__Challenge__. Count how many lines in the entries below contain the string "shrub", treating uppercase and lowercase as different, and give only that number.

[Start Input rows]

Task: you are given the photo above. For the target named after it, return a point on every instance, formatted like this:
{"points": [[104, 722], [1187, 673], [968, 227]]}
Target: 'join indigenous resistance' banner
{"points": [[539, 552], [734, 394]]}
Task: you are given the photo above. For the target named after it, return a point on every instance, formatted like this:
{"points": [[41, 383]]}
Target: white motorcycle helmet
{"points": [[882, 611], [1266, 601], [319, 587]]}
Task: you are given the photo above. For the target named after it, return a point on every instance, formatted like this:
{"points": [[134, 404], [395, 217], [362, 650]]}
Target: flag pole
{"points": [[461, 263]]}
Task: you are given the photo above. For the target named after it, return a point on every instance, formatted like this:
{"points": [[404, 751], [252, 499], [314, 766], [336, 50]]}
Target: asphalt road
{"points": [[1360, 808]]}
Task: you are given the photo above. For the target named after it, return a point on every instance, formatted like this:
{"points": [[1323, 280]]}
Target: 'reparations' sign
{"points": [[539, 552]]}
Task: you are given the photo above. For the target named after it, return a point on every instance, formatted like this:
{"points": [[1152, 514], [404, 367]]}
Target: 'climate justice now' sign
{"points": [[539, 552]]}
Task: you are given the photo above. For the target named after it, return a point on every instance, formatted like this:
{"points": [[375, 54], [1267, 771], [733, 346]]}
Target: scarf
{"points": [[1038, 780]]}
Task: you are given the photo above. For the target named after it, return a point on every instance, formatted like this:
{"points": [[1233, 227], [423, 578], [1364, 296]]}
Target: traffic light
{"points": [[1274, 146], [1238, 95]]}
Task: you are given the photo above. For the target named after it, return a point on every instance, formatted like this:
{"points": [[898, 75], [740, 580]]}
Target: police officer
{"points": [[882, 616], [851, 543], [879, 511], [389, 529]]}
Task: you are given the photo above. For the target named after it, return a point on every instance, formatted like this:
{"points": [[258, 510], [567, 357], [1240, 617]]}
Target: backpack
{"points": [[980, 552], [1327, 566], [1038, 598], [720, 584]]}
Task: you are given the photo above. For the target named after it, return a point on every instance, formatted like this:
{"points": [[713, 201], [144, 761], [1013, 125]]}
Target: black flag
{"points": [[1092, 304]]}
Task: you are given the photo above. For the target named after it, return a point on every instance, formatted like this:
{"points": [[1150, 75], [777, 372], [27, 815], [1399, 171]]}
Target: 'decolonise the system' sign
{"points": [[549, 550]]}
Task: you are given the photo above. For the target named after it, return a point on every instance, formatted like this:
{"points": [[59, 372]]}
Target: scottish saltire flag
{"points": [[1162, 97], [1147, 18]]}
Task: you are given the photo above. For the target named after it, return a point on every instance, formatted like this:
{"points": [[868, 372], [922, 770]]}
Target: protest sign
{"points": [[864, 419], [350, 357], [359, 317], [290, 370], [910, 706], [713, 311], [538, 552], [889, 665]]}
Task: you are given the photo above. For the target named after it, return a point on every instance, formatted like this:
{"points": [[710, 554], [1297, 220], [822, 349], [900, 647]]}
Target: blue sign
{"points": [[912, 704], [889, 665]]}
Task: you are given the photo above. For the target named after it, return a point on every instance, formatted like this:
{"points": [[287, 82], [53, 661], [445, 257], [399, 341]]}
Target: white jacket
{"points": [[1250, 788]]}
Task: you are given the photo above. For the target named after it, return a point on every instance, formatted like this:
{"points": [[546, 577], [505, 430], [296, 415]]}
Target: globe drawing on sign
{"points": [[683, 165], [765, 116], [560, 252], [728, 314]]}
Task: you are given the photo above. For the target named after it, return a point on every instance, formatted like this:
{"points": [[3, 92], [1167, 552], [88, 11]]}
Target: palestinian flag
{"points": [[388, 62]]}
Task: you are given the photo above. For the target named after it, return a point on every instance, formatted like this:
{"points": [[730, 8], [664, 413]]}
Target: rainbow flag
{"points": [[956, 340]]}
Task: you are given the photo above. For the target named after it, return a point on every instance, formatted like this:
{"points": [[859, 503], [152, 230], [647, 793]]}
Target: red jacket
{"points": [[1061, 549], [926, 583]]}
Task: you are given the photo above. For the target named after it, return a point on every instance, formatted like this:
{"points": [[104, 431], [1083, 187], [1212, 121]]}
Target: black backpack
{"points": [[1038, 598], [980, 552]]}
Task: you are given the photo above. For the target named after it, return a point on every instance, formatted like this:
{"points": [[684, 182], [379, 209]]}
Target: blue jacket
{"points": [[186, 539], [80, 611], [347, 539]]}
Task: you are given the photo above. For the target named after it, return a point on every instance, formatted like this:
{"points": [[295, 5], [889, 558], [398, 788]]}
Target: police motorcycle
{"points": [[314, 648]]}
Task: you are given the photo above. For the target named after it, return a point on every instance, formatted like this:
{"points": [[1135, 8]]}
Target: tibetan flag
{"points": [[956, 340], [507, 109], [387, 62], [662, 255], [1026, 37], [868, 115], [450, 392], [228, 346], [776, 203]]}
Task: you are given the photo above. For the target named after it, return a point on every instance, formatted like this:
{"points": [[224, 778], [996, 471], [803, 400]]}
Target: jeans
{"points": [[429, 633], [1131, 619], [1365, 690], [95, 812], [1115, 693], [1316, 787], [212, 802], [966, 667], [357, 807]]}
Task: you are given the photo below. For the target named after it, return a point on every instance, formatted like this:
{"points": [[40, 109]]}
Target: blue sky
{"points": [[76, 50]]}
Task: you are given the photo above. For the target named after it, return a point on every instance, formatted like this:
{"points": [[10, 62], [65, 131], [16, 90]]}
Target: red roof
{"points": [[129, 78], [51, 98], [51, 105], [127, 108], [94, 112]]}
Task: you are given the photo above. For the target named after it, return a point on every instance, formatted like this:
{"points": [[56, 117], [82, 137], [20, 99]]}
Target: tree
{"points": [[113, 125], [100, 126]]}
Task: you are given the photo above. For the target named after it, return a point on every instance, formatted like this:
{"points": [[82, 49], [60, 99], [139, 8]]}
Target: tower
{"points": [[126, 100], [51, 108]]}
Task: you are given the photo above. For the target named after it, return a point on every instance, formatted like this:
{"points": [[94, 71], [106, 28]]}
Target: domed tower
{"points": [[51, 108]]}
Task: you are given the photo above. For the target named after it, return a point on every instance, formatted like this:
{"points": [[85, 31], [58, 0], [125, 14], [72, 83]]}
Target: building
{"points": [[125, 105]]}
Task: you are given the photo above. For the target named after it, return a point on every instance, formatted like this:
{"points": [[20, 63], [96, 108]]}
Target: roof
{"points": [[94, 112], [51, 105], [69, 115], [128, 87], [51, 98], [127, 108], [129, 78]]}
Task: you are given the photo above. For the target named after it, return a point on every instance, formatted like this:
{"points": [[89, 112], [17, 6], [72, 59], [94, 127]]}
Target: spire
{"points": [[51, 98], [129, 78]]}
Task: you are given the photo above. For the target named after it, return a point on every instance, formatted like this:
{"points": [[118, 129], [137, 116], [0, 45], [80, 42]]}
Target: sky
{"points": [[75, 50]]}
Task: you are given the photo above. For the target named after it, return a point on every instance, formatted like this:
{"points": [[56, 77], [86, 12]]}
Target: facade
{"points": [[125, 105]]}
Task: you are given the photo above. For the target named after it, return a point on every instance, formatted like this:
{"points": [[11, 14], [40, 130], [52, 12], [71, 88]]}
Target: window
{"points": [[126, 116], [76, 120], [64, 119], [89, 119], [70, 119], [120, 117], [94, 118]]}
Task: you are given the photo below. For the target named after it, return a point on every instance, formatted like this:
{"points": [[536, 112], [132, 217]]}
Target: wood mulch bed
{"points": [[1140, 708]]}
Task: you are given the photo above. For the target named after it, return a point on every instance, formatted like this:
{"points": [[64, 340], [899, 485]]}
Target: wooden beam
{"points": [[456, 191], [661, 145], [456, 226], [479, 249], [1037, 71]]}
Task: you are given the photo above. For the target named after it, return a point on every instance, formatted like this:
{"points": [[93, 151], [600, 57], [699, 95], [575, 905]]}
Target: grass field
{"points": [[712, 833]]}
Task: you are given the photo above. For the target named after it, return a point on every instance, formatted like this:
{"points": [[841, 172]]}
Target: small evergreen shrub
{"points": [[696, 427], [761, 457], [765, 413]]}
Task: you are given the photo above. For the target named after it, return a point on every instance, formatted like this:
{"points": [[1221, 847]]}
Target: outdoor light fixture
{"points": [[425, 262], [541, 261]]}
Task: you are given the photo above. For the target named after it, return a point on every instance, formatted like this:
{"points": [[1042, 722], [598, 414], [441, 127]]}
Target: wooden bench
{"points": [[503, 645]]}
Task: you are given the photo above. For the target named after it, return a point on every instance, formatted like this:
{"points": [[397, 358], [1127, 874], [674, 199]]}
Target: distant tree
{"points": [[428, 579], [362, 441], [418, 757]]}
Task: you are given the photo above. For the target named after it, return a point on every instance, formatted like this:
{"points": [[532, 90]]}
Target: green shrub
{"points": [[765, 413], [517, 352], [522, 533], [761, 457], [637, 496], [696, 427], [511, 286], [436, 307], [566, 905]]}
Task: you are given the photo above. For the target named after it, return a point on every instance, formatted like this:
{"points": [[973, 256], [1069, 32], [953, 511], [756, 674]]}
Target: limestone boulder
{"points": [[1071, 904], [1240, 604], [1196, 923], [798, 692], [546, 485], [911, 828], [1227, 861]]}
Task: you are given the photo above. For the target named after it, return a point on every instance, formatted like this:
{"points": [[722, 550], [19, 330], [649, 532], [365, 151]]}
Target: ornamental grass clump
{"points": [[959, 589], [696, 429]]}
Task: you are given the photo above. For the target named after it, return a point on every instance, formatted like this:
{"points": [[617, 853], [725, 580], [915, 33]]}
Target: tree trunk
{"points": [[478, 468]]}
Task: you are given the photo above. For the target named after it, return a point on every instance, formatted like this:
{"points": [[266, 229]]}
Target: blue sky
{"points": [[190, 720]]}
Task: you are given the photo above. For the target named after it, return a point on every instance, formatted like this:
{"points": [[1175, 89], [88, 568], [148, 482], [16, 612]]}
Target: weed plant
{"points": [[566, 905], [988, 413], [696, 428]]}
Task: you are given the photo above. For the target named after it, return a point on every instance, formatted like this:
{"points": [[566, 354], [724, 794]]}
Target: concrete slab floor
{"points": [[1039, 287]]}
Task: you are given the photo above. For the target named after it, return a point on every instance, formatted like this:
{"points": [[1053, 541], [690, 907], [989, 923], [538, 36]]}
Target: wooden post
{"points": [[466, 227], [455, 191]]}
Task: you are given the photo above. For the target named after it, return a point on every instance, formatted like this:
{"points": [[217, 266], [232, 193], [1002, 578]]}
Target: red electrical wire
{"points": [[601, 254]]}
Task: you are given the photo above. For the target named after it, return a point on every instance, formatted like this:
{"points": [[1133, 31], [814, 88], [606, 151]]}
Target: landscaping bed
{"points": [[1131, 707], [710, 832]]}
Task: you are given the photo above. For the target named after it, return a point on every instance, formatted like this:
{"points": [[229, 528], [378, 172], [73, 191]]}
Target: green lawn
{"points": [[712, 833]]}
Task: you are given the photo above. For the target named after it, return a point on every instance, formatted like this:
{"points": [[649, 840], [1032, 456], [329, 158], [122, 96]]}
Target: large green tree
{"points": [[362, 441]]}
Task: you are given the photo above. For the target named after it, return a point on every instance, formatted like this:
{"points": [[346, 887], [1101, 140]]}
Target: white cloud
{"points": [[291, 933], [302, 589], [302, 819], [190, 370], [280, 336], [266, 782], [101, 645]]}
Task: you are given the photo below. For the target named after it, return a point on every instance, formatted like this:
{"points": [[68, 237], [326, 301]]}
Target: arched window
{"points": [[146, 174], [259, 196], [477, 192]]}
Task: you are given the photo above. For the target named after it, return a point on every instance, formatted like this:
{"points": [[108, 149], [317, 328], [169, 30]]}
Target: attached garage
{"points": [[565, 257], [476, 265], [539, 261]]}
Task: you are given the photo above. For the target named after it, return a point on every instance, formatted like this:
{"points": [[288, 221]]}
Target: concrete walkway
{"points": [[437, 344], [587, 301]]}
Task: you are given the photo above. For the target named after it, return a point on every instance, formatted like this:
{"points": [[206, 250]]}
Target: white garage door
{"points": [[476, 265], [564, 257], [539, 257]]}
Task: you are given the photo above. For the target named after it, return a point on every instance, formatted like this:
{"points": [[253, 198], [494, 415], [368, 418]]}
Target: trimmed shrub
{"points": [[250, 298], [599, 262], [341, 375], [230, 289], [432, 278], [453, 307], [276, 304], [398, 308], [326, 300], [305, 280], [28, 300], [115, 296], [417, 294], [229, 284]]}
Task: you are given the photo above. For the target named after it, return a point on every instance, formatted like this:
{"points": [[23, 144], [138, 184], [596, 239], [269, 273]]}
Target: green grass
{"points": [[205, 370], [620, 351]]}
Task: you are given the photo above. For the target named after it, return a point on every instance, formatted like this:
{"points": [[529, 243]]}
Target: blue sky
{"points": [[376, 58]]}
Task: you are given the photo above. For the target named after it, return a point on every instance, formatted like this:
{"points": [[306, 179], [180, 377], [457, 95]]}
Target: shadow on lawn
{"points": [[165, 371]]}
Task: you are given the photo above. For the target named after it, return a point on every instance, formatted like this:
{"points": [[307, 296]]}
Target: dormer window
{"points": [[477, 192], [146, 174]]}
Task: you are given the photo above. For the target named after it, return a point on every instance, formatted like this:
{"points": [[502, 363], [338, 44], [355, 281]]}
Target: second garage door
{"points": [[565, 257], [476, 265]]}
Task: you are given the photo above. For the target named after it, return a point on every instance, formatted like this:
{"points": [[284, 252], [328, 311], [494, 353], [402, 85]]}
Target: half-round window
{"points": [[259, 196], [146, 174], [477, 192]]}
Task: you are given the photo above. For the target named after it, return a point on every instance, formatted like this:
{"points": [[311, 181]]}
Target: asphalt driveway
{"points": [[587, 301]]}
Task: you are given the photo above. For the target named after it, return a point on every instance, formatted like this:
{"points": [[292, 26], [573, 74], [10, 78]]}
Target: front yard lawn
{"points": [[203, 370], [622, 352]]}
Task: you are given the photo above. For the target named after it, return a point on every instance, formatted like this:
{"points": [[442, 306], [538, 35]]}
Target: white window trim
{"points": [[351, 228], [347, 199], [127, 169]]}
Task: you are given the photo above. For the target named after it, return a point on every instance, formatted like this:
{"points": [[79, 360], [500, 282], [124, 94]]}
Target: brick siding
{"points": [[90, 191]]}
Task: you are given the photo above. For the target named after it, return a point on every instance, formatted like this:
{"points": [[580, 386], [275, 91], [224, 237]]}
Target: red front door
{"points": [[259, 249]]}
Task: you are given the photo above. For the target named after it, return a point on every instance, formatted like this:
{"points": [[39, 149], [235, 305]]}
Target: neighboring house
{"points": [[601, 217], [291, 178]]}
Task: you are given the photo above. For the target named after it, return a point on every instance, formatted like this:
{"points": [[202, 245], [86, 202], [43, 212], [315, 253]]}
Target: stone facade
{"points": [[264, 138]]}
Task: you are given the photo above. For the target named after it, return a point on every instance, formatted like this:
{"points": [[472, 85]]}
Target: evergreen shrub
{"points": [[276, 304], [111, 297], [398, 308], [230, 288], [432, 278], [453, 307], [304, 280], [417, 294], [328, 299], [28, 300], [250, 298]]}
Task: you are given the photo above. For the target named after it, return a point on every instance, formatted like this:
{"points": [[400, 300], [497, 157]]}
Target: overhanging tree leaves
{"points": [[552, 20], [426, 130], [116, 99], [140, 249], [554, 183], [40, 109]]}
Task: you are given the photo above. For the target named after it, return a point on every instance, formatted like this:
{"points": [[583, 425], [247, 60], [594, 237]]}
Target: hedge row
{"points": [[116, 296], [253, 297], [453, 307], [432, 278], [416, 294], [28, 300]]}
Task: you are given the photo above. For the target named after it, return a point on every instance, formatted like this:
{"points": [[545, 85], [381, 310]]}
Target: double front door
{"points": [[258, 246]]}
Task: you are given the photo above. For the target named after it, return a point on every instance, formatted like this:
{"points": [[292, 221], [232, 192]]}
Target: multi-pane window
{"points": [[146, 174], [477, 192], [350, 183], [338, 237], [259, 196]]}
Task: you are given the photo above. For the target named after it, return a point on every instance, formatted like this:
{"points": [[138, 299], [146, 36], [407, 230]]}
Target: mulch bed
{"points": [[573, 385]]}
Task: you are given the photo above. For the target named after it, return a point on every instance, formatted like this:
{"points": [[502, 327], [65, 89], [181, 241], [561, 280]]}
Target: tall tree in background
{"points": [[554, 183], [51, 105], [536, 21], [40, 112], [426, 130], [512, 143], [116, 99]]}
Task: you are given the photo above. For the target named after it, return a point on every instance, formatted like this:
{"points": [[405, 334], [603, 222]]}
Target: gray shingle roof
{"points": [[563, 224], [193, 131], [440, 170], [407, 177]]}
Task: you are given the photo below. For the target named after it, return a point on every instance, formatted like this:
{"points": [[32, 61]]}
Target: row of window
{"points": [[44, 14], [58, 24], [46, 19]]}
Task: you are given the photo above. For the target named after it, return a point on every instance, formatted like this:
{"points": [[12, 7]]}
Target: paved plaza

[End Input rows]

__Result below__. 4